— Begin The input —

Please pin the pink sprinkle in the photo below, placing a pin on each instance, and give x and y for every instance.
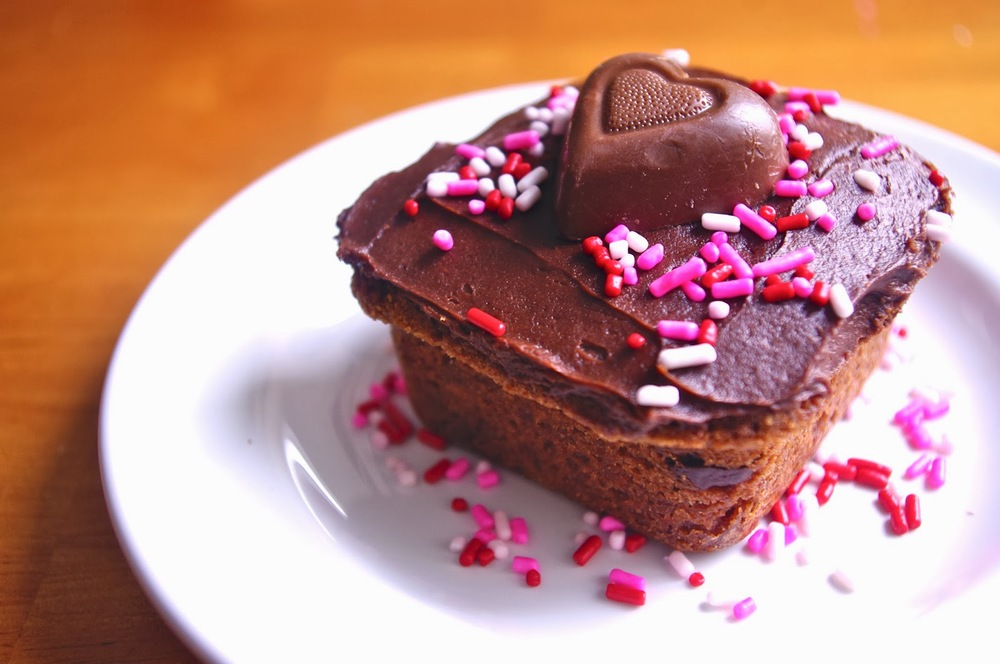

— End The input —
— Begin The input —

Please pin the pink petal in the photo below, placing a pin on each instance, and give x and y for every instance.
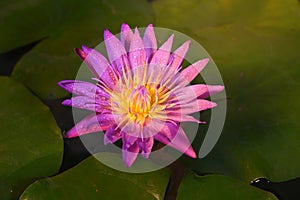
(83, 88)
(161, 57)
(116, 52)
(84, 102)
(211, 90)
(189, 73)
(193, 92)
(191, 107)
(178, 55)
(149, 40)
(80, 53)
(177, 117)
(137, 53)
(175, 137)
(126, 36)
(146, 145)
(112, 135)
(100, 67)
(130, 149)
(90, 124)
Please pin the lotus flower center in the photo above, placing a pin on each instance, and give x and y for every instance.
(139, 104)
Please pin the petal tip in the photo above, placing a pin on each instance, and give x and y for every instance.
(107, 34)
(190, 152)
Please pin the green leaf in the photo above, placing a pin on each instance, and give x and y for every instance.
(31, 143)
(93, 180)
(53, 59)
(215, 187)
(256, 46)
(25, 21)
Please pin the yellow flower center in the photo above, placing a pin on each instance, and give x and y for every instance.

— End The input —

• Exercise instructions
Reproduce verbatim the part of the records that opens with the line containing "Please pin the lotus" and closes with the line containing "Please pin the yellow", including both of those lines.

• Answer to the task
Please pin the lotus flower center in the photo above, placing a pin on each instance, and give x and y for every instance.
(139, 104)
Please pin the petal tip in the photo above, placing a pin on each instance, and give x and y for every instance.
(107, 34)
(190, 152)
Please pin the green leaf in the photo above, placing a pin on each instance, and give x and y for every instance.
(31, 143)
(93, 180)
(53, 59)
(215, 187)
(256, 46)
(25, 21)
Please pin the yellow flower center in the photo above, placing a pin on each instance, and give x and y for every instance.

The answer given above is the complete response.